### Required work
Look over the entries that follow and work out how many lines contain "below". State the number only.

[Stored records]
---*---
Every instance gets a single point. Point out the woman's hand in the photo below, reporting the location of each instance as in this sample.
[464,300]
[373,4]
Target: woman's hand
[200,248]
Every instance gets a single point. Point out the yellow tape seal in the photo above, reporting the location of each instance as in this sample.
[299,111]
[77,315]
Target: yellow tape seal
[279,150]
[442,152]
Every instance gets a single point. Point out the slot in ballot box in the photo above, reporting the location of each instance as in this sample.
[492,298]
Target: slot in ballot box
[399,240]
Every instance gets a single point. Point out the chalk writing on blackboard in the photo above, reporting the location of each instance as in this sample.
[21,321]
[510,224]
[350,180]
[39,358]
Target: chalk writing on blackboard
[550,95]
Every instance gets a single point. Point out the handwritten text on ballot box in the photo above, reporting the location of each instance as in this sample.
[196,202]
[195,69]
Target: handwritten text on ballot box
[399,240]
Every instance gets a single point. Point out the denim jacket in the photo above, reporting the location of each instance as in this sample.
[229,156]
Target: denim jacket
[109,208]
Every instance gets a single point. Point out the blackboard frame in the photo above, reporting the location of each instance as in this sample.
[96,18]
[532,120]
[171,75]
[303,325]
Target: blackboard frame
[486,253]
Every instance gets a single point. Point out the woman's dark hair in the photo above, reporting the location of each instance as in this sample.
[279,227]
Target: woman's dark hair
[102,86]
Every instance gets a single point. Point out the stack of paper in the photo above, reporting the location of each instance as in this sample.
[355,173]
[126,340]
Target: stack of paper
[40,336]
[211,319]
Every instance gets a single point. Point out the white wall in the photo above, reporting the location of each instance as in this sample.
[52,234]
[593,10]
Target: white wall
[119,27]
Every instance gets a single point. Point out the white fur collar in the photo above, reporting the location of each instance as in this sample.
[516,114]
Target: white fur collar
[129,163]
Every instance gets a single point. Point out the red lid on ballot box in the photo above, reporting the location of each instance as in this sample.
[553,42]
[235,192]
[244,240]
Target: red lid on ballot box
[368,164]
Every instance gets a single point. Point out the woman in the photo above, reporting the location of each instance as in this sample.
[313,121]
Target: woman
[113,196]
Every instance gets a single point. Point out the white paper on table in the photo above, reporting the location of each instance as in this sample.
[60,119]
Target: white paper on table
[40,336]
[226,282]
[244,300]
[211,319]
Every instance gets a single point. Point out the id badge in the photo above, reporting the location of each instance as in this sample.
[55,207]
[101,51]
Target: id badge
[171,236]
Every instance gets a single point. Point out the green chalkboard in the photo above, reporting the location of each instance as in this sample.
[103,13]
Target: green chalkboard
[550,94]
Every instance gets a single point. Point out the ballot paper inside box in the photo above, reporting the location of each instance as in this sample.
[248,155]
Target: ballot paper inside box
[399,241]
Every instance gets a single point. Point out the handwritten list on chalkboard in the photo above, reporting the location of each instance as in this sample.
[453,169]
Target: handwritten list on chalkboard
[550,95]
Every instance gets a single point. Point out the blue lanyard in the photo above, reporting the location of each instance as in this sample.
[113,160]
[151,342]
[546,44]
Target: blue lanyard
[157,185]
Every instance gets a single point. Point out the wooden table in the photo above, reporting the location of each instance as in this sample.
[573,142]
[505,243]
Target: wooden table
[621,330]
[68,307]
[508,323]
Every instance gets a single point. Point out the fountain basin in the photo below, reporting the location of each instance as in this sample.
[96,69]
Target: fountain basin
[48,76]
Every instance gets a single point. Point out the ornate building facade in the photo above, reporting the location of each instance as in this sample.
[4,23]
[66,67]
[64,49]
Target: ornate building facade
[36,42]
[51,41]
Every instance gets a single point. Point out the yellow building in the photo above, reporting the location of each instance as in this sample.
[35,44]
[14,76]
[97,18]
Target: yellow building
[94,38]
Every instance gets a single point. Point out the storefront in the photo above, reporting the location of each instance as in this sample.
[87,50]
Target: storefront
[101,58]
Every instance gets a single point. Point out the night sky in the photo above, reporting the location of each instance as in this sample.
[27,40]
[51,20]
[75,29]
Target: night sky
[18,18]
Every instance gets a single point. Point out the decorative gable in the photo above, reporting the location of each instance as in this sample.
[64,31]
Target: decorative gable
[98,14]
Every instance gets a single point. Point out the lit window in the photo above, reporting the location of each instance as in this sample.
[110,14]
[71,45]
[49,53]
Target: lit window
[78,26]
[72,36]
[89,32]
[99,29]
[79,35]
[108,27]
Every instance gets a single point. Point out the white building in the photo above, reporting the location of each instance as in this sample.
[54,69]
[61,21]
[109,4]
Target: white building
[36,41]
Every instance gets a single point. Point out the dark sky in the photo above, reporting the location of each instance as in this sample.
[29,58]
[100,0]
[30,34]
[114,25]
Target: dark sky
---*---
### Output of the exercise
2